Texto fornecido =
"""

Por: David H. Adeney
Todos devemos ter um anseio ardente para estar no lugar que Deus designou para nós.
Um senso de dívida de amor e o reconhecimento que o discipulado cristão envolve responsabilidade nos levam a uma pergunta prática: Como posso cumprir com minha responsabilidade? Devo dar testemunho através de uma profissão secular, ou Deus está me chamando para dar todo o meu tempo ao trabalho missionário? Meu ministério será na própria pátria ou em país estrangeiro?
Antes que qualquer decisão possa ser tomada, é preciso ter uma mentalidade certa. É através do nosso modo de pensar que descobrimos a direção do Espírito Santo.
O estudante comunista era exortado a “mudar seu modo de pensar” e a “lavar seu cérebro”, pois os comunistas reconheciam a imensa importância de uma atitude mental correta. Primeiro, de acordo com eles, todo resquício da velha maneira de pensar devia ser removido; em seguida, após intensa doutrinação, as reações do jovem comunista a vários problemas práticos eram cuidadosamente testadas para ver se houve, de fato, uma verdadeira transformação dos seus processos mentais.

"""

Linhas exibidas =

"""

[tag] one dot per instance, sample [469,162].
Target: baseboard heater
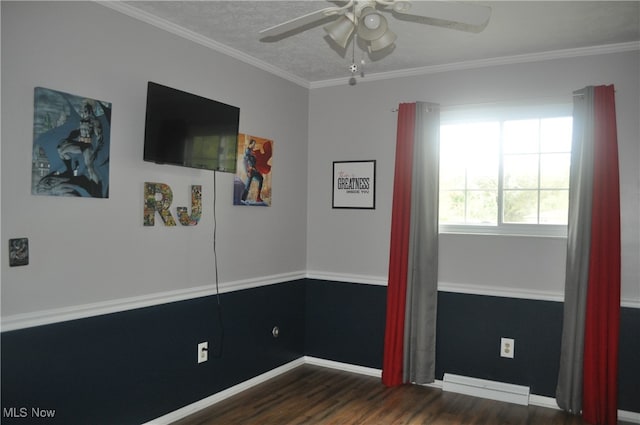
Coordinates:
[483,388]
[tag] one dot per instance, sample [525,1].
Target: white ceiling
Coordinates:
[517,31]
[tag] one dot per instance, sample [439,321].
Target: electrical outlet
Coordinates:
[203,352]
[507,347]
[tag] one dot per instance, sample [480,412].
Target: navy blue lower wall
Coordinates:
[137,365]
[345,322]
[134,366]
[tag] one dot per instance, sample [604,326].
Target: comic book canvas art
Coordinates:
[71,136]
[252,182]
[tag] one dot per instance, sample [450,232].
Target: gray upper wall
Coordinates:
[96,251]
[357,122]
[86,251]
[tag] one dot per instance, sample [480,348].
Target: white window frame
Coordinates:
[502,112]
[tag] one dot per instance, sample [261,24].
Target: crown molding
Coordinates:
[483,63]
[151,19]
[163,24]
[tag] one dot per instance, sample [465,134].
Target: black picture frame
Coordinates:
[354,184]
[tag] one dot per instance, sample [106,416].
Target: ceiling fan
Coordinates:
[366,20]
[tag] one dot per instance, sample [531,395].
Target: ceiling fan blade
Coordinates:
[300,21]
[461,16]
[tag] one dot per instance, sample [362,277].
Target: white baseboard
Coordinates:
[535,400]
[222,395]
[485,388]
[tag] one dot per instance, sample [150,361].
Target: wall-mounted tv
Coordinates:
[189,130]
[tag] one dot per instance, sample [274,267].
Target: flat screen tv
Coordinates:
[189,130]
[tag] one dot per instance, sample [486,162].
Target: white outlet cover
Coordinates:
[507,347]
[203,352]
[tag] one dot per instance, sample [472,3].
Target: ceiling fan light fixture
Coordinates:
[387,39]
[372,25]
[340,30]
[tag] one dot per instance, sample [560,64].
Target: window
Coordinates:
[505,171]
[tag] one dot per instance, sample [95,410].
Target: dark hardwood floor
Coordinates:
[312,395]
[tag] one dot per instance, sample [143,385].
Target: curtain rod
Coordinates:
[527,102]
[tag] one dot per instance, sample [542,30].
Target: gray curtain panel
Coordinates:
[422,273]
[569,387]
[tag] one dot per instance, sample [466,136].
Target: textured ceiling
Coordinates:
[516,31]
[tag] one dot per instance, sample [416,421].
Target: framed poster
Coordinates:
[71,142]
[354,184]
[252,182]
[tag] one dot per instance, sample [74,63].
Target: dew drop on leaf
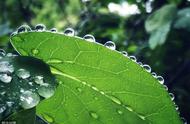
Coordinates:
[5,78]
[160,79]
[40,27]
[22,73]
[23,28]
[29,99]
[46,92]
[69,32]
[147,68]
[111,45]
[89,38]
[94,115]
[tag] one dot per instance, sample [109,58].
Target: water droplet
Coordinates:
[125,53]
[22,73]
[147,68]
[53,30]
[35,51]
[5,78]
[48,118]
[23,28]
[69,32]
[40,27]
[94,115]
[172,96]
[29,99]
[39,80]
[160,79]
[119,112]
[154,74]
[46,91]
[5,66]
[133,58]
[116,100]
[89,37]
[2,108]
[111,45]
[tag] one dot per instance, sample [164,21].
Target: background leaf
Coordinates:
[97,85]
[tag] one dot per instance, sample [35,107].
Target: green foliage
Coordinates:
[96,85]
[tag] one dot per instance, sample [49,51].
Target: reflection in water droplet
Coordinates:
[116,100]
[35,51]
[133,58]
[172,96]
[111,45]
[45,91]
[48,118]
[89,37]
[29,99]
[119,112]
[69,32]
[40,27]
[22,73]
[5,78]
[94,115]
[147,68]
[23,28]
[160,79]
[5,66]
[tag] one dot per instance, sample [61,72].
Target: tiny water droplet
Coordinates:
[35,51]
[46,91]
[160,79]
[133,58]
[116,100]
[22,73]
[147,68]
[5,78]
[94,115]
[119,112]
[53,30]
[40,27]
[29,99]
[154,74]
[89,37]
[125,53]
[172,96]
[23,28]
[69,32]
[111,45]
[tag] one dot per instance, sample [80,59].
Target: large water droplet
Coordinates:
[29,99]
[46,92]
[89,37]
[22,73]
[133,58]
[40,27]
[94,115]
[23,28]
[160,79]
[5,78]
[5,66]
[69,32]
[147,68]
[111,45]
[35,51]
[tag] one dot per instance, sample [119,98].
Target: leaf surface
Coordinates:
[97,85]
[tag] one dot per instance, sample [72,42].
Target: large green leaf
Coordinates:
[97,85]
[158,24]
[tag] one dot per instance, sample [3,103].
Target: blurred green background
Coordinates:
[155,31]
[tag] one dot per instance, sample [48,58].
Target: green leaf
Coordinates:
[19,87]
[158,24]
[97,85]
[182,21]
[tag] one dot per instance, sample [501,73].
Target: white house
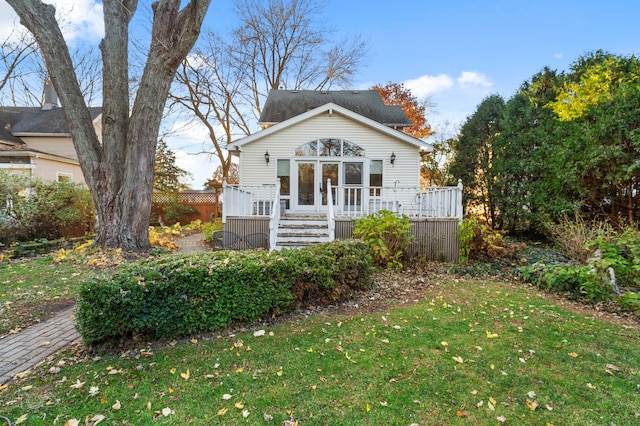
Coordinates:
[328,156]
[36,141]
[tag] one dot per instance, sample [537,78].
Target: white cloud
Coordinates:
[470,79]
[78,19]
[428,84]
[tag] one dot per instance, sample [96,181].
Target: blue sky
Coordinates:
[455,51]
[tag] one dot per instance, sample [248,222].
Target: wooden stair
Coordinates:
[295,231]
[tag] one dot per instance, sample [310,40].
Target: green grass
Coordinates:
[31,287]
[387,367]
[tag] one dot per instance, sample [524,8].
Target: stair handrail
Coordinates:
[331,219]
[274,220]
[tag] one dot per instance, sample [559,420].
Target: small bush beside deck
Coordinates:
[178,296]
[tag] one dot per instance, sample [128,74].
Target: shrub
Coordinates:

"""

Tarefa = Indique se cada afirmação a seguir está de acordo com o texto fornecido. Para cada uma, responda sim ou não e cite as palavras decisivas do texto. (a) O modo de pensar é o meio pelo qual se descobre a direção do Espírito Santo. (b) Os comunistas davam pouca importância à atitude mental. (c) Segundo os comunistas, a doutrinação intensa vinha antes da remoção da velha maneira de pensar.

Resposta =
(a) Sim: "É através do nosso modo de pensar que descobrimos a direção do Espírito Santo."
(b) Não: "os comunistas reconheciam a imensa importância de uma atitude mental correta."
(c) Não: "Primeiro, de acordo com eles, todo resquício da velha maneira de pensar devia ser removido; em seguida, após intensa doutrinação"